→ Task objective
Reproduce the records from their start up to and including the line containing "[[0,442],[665,441],[648,1],[6,1]]", changing each "pixels" to "px" and leaving everything else unchanged. Omit the pictures.

===== Records for the task

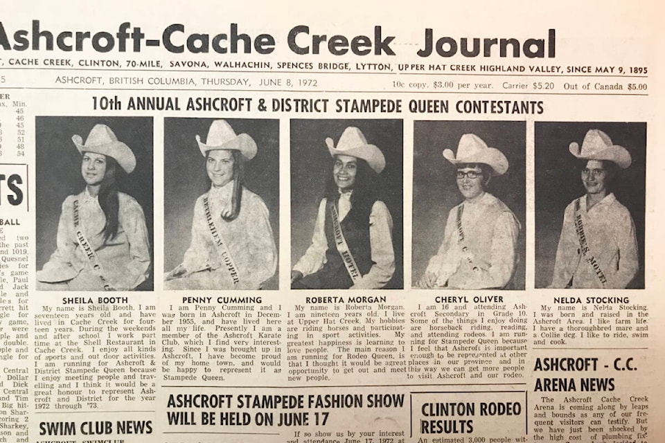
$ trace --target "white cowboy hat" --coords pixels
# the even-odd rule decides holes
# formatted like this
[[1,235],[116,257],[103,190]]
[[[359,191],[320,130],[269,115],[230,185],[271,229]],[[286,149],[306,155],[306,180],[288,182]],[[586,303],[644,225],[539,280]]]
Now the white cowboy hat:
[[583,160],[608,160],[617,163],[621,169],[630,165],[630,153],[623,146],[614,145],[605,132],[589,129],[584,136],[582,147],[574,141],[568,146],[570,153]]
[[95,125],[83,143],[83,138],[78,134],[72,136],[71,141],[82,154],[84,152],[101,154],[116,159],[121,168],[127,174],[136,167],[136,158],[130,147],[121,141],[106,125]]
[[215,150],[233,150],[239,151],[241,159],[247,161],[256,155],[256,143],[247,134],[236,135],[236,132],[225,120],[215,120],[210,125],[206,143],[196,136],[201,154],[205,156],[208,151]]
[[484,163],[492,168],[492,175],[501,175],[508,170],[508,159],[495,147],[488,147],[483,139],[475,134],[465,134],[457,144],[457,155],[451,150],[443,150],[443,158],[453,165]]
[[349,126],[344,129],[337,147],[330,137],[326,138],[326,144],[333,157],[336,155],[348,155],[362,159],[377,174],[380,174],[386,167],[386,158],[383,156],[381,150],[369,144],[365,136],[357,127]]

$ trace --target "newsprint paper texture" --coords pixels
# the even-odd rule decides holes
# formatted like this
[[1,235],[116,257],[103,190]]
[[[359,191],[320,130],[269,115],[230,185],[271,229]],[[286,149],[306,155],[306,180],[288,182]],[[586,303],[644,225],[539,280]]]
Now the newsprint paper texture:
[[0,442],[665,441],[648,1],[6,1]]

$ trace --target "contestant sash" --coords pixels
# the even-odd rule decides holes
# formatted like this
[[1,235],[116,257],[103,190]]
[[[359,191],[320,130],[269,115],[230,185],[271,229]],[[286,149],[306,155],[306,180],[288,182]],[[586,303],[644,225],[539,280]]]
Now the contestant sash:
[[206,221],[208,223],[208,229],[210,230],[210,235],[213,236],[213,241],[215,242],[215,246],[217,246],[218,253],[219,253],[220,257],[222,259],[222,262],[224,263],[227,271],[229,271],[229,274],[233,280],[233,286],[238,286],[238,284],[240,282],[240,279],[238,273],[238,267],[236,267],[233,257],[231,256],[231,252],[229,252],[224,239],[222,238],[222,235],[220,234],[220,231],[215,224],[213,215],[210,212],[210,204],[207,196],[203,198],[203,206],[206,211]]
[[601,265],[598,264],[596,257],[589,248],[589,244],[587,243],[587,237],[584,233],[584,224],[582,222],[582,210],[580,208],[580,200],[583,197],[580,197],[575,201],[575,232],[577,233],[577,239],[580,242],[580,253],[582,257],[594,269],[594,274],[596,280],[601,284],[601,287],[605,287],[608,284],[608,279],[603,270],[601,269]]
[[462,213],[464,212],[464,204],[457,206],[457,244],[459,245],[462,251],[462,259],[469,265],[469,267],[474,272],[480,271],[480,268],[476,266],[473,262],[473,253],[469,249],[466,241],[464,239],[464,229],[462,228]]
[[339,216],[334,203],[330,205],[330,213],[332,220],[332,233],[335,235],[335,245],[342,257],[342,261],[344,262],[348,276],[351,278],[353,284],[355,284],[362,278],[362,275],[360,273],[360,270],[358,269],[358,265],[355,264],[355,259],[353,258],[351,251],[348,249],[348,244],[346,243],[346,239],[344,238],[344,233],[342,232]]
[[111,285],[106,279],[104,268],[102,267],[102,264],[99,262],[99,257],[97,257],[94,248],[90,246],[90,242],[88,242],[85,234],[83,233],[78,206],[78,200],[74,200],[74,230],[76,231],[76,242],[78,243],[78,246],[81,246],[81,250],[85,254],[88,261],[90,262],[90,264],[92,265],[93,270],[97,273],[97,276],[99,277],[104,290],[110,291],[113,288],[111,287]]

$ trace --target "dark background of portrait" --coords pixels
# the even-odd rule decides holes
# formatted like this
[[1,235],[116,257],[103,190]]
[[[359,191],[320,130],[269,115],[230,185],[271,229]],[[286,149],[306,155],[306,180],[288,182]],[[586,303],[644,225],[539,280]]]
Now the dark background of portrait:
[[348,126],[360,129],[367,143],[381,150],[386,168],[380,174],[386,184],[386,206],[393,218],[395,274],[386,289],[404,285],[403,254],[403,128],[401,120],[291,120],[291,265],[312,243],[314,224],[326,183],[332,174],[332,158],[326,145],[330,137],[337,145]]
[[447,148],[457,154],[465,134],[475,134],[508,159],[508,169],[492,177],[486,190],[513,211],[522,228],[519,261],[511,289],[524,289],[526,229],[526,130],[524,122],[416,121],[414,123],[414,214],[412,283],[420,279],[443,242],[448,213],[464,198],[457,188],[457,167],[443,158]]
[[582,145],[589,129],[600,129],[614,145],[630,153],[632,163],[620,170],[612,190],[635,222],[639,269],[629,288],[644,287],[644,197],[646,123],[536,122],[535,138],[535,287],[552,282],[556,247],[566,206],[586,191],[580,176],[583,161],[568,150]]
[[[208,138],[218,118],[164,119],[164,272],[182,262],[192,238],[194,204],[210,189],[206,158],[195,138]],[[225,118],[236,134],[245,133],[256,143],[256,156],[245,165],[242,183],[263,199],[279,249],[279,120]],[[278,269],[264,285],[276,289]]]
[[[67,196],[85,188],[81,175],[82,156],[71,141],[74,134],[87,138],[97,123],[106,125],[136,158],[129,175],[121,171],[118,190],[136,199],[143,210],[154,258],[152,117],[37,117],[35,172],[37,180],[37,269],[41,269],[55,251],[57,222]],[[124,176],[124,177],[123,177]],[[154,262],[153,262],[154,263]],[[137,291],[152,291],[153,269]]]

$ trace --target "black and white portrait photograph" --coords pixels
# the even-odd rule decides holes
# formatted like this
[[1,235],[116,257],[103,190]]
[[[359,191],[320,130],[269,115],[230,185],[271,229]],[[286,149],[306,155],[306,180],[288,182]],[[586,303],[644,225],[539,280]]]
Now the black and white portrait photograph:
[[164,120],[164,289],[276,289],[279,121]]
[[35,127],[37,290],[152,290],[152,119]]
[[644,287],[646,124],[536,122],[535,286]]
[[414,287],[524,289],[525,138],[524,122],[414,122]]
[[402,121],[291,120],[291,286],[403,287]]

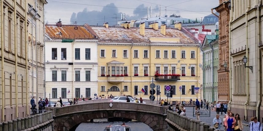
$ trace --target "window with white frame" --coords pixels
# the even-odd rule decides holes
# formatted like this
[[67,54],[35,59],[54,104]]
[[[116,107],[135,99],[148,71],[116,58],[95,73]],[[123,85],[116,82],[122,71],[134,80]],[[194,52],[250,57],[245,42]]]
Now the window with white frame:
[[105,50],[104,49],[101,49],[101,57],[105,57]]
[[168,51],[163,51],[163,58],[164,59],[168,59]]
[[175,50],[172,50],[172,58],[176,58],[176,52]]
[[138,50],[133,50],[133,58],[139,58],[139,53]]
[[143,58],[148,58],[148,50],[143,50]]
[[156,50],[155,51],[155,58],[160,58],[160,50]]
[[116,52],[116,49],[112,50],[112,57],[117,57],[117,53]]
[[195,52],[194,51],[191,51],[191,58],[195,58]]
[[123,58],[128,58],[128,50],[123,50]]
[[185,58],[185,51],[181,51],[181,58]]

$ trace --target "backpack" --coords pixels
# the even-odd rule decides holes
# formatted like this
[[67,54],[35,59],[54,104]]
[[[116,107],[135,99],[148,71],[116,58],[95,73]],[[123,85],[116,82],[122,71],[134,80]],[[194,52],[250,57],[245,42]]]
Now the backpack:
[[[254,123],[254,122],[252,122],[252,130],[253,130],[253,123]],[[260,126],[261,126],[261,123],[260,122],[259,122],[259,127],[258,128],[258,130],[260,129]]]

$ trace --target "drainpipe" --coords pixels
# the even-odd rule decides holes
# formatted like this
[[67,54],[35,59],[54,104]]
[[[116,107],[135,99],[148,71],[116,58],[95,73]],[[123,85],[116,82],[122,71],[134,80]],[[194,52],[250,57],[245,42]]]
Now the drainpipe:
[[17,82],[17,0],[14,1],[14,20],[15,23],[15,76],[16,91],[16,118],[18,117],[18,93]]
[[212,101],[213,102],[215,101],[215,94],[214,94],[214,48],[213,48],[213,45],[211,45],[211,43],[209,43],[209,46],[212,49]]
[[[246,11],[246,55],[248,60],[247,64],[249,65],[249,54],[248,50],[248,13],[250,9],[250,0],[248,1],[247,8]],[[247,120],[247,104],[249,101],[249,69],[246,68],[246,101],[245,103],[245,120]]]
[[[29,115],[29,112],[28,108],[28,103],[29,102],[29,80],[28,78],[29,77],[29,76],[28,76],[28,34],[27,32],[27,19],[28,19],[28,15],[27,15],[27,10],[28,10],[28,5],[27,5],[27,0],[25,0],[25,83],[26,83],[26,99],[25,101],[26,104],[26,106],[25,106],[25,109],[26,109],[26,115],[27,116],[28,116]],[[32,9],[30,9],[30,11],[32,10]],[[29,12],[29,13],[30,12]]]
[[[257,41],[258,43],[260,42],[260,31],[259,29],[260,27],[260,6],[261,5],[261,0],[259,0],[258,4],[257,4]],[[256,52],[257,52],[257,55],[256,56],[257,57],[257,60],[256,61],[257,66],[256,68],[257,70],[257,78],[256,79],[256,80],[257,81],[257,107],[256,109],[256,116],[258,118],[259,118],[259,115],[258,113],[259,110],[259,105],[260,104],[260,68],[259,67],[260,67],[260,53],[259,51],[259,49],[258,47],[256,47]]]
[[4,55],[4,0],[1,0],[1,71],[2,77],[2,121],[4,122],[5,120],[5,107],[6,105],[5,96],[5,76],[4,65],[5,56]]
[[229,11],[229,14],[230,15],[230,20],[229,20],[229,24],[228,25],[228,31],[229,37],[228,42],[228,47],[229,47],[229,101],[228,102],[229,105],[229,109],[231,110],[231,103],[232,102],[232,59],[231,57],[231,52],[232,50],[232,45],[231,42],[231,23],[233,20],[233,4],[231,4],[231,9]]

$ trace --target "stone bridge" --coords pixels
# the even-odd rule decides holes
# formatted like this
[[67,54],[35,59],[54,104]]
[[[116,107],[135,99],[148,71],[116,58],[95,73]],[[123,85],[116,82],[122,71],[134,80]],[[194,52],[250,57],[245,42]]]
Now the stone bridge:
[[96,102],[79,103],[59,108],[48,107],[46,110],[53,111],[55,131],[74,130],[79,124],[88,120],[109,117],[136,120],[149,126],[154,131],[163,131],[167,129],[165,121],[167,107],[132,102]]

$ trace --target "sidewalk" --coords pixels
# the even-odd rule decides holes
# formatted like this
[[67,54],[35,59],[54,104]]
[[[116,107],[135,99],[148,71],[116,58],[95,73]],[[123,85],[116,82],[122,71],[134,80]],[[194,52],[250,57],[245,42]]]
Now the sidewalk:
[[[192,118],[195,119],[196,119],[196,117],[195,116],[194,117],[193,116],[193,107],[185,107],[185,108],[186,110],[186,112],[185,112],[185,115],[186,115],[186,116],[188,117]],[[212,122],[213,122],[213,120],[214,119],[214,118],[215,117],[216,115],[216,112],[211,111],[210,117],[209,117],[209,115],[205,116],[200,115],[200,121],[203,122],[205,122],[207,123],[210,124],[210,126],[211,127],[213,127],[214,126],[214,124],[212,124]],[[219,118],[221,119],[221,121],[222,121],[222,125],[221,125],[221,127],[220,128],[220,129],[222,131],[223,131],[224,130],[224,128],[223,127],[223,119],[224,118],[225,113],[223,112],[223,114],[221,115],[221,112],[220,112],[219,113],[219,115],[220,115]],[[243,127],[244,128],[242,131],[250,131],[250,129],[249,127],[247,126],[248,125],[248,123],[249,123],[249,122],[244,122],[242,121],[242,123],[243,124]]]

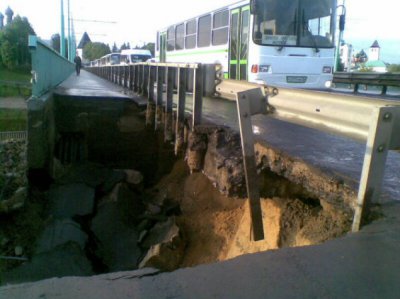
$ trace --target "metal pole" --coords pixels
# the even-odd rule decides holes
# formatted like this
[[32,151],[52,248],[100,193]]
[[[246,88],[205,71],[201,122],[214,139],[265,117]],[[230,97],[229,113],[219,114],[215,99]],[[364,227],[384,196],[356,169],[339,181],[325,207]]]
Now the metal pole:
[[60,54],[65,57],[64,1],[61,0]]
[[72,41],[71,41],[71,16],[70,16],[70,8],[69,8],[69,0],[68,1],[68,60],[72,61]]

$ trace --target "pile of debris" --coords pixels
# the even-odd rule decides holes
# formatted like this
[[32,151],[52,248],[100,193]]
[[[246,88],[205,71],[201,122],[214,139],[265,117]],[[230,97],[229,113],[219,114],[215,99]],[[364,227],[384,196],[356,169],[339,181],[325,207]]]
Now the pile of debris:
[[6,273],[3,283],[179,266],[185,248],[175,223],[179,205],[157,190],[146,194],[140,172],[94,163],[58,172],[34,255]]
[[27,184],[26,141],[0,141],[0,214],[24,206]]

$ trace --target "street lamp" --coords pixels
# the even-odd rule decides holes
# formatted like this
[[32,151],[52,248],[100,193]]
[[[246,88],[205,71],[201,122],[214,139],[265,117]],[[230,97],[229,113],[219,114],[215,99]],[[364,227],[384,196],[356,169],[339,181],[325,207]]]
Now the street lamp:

==========

→ Output of the task
$ trace --target "white cowboy hat" --coords px
# the even-odd rule decides holes
# formatted like this
[[1,235],[116,257],[103,190]]
[[[359,191],[320,130],[269,115],[230,185],[271,229]],[[286,149],[306,155],[306,180],[288,182]],[[586,303],[644,225],[539,280]]]
Now the white cowboy hat:
[[583,160],[608,160],[617,163],[621,169],[630,165],[630,153],[623,146],[614,145],[605,132],[589,129],[584,136],[582,147],[574,141],[568,146],[570,153]]
[[95,125],[83,143],[83,138],[78,134],[72,136],[71,141],[82,154],[84,152],[101,154],[116,159],[121,168],[127,174],[136,167],[136,158],[130,147],[121,141],[106,125]]
[[215,150],[233,150],[239,151],[241,159],[247,161],[256,155],[256,143],[247,134],[236,135],[236,132],[225,120],[215,120],[210,125],[206,143],[196,136],[201,154],[205,156],[208,151]]
[[484,163],[492,168],[492,175],[501,175],[508,170],[508,159],[495,147],[488,147],[483,139],[475,134],[465,134],[457,144],[457,155],[451,150],[443,150],[443,158],[453,165]]
[[349,126],[344,129],[337,147],[330,137],[326,138],[326,144],[333,157],[336,155],[348,155],[362,159],[377,174],[380,174],[386,167],[386,158],[383,156],[381,150],[369,144],[365,136],[357,127]]

$ trace --target "newsprint paper texture" --coords px
# the even-odd rule decides holes
# formatted like this
[[1,235],[116,257],[103,190]]
[[[359,191],[320,130],[269,115],[230,185],[271,229]],[[286,149],[306,155],[306,180],[288,182]],[[586,303],[644,225],[539,280]]]
Now the newsprint paper texture:
[[0,442],[665,441],[648,1],[6,1]]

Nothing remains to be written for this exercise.